> Input material
_ _ _ _ _ _ _
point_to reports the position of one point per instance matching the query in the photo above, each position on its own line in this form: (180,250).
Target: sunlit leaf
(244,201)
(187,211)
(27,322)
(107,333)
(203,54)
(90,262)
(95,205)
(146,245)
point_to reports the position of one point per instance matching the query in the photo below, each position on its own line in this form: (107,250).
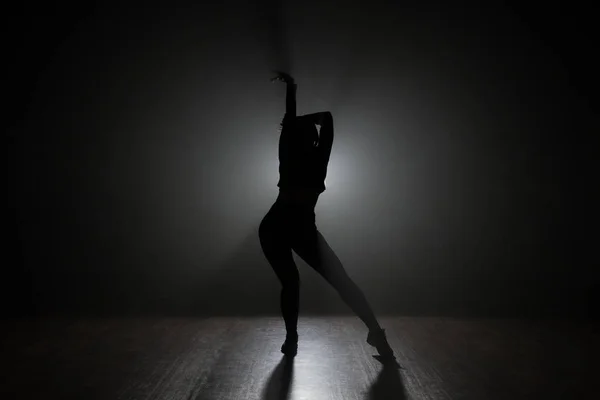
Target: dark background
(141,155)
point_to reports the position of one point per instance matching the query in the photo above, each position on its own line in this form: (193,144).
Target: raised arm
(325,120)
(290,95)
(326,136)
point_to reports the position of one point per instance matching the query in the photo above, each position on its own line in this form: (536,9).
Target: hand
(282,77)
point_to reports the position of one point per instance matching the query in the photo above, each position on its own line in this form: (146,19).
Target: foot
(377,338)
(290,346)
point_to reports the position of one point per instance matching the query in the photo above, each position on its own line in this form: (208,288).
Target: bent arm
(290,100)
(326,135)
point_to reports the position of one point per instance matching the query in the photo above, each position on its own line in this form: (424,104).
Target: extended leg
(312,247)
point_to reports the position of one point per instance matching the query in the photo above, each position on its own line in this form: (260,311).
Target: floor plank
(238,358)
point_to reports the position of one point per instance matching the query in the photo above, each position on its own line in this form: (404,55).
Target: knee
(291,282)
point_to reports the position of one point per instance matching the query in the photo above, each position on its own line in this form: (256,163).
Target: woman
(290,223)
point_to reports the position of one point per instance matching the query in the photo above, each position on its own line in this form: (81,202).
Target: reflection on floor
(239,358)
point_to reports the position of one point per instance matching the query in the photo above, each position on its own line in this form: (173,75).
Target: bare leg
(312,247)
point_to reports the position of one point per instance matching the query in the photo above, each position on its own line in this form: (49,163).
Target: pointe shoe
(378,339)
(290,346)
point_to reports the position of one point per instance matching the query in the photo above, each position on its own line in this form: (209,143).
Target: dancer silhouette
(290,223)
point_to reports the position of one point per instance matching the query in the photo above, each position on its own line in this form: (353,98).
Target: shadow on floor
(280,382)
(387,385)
_ _ _ _ _ _ _
From the first line to the last, set down the records exactly, leaving out images.

point_to reports the position of one point per instance matching the query in the photo above, each position on its own line in this form: (180,250).
Target: sunlit leaf
(244,201)
(187,211)
(27,322)
(107,333)
(203,54)
(90,262)
(95,205)
(146,245)
point_to reports the position of one point per instance matching the query in the photo below, each position on its own line in this form: (107,250).
Target: dark background
(141,155)
point_to reports the position of one point per instance matching the query in the photo above, each position on its own line in this form: (193,144).
Target: raised arm
(325,120)
(290,95)
(326,136)
point_to reports the position of one point per instance matching the query in the photo above, each position on its own line in this form: (536,9).
Target: hand
(282,77)
point_to reports the position of one point per instance matching the query in the photo above, each position on its own line in this form: (146,19).
Target: foot
(377,338)
(290,346)
point_to reports the position of one point per instance matching the query in the photo above, each position on its own line in this form: (208,288).
Target: bent arm
(290,100)
(326,135)
point_to reports the position of one point per instance matching the query in the photo above, each position on its own line in this form: (424,104).
Target: extended leg
(312,247)
point_to reports the position of one point per instance matching the query in the photo above, each position on its own line in this form: (260,311).
Target: floor plank
(238,358)
point_to reports the position of one point per instance matching the query in the photo above, each position on its own line in this form: (404,55).
Target: knee
(291,282)
point_to reports the position of one point per instance matching the query in the photo above, each position on its own line in this form: (256,163).
Target: woman
(290,223)
point_to reports the position of one point per instance matching the query in the photo above, each position on its own line in this form: (81,202).
Target: reflection on floor
(239,358)
point_to reports the position of one point per instance matching the query in the photo above, each position on its own line in this form: (173,75).
Target: bare leg
(312,247)
point_to reports the position of one point per instance matching the query in the photo above, each position on its own line in this form: (49,163).
Target: pointe shoe
(378,339)
(290,346)
point_to reports the position of one point per instance matching the query in the photo above, each position on its own line in this form: (209,143).
Target: dancer silhouette
(290,223)
point_to reports the position of one point per instance matching the query in the photo above, each position on its own line in this form: (353,98).
Target: shadow on floor
(280,382)
(387,385)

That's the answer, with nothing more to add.